(Given passage):

····················

But I've just ordered an SRT7 and reckon it will do a great job!


----------



## DUQ

*Re: The 2013 Flashaholic's "Must-Have" List -- Cast Your Vote!*

Here's my list.

Surefire U2
Surefire M6
Surefire M3
Quark Mini 123 Ti.
Fenix E01


----------



## ksichels

*Re: The 2013 Flashaholic's "Must-Have" List -- Cast Your Vote!*

Fenix E35




-- its relatively small and extremely bright.


----------



## Flashlightaholic

*Re: The 2013 Flashaholic's "Must-Have" List -- Cast Your Vote!*

I bought the new Fenix RC10 3500 lumen rechargeable flashlight from the guys at Batterymax in Australia and it is one extreme torch. Superior to the TK75 and runs on one single battery big 7.4v battery. I love the fact you dont have to remove batteries to charge them. With the RC10 just plug the ac power straight into the torch. The fuel guage on the end is so handy. Always know how much battery life i have left.


----------



## logwalker3

*Re: The 2013 Flashaholic's "Must-Have" List -- Cast Your Vote!*

Flashlightaholic..........The Fenix RC10 only goes up to 380 lumens. Not sure where you are getting the 3,500 lumens from? Maybe you are referring to the RC40....

····················

(Material supplied):
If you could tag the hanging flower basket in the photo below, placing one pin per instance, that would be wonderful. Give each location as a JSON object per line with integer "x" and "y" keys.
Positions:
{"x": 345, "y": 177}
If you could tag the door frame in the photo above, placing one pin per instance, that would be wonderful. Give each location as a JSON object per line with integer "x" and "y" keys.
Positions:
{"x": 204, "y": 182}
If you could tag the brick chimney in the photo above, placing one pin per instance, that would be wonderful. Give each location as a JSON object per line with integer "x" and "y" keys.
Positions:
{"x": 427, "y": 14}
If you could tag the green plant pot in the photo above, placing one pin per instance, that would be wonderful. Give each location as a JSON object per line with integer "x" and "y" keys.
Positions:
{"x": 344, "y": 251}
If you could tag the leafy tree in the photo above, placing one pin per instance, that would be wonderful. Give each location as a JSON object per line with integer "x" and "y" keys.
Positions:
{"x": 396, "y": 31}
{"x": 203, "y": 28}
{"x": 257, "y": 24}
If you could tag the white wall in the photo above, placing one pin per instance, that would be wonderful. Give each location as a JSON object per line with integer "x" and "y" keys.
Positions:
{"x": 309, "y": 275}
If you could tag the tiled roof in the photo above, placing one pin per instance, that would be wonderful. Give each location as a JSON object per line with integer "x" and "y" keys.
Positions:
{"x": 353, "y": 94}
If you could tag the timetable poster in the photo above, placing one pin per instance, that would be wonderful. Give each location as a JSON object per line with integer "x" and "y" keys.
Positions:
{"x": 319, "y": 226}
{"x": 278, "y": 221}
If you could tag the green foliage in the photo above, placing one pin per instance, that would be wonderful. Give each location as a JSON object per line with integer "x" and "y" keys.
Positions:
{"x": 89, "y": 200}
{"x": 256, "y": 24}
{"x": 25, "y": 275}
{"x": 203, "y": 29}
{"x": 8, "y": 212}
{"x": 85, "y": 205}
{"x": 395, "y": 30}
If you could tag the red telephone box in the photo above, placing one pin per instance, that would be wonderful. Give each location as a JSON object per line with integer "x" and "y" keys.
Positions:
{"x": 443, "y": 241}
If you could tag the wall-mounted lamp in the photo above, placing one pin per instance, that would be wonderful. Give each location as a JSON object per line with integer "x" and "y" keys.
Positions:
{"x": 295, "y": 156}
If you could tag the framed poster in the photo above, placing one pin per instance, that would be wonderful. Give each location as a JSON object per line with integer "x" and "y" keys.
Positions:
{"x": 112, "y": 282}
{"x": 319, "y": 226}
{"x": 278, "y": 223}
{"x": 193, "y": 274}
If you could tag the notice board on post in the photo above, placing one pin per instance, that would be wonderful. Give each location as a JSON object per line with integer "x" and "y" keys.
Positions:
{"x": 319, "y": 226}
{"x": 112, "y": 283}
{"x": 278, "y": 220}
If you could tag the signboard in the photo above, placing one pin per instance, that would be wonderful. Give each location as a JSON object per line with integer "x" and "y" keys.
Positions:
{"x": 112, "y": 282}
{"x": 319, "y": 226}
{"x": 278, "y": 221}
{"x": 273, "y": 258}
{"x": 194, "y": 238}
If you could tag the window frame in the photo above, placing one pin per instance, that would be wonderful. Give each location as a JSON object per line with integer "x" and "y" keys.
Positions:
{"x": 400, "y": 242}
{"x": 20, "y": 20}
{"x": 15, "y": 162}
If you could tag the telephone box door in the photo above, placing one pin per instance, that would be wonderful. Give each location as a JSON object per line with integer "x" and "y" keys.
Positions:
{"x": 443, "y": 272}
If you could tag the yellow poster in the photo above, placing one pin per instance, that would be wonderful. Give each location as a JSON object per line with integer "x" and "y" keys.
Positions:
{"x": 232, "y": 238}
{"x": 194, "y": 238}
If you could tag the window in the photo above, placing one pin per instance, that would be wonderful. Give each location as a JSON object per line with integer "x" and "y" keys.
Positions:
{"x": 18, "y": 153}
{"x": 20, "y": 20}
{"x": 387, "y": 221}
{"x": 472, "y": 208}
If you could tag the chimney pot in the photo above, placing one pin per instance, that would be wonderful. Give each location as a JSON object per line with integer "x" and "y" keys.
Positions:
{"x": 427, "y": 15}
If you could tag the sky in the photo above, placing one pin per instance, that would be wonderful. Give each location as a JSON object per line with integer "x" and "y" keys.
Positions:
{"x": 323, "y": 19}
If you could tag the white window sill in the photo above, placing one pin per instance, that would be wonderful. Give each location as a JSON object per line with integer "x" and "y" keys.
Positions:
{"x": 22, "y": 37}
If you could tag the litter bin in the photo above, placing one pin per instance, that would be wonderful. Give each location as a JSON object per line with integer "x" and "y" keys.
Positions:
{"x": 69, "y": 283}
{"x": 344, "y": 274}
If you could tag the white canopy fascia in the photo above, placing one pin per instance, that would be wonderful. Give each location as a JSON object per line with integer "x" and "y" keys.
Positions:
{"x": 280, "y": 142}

····················

(Given request 1):
Quote the flashlight forum thread from "## logwalker3" up to and including "to the RC40....".
(Given request 2):
Extend the flashlight forum thread, picking up right after its final post.

(Exercise result 1):
## logwalker3

*Re: The 2013 Flashaholic's "Must-Have" List -- Cast Your Vote!*

Flashlightaholic..........The Fenix RC10 only goes up to 380 lumens. Not sure where you are getting the 3,500 lumens from? Maybe you are referring to the RC40....

(Exercise result 2):
----------



## logwalker3

*Re: The 2013 Flashaholic's "Must-Have" List -- Cast Your Vote!*

My Vote is for the FENIX PD35:thumbsup:


----------



## cigarbufff

*Re: The 2013 Flashaholic's "Must-Have" List -- Cast Your Vote!*



logwalker3 said:


> My Vote is for the FENIX PD35:thumbsup:


 dido


----------



## Monocrom

*Re: The 2013 Flashaholic's "Must-Have" List -- Cast Your Vote!*



cigarbufff said:


> dido



I love that band. _Ditto _on the love.


----------



## Carry_Yang

*Re: The 2013 Flashaholic's "Must-Have" List -- Cast Your Vote!*

nitecore SRT7
nitecore TM26
nitecore EA4
Surefire U2
Surefire M6


----------



## 1c3d0g

*Re: The 2013 Flashaholic's "Must-Have" List -- Cast Your Vote!*

Klarus XT11 (XM-L2). :rock:


----------



## ragnarok164

*Re: The 2013 Flashaholic's "Must-Have" List -- Cast Your Vote!*

Fenix TK75
Fenix PD32UE
Eagletac D25CL2 Clicky
Nitecore SRT3
JETBeam RRT-01


----------



## ericjohn

*Re: The 2013 Flashaholic's "Must-Have" List -- Cast Your Vote!*

I am well aware that y'all know of my interest in Industrial and Explosion Proof flashlights. I cannot wait for my situation to improve so I can get me one of the Bright Star Atex flashlights.

Here is a link to them:
http://www.flashlight.com/worksafe-led-atex/

It will probably be awhile before retailers (both local and online) will have them in stock. I wonder if they will even be available here in the States.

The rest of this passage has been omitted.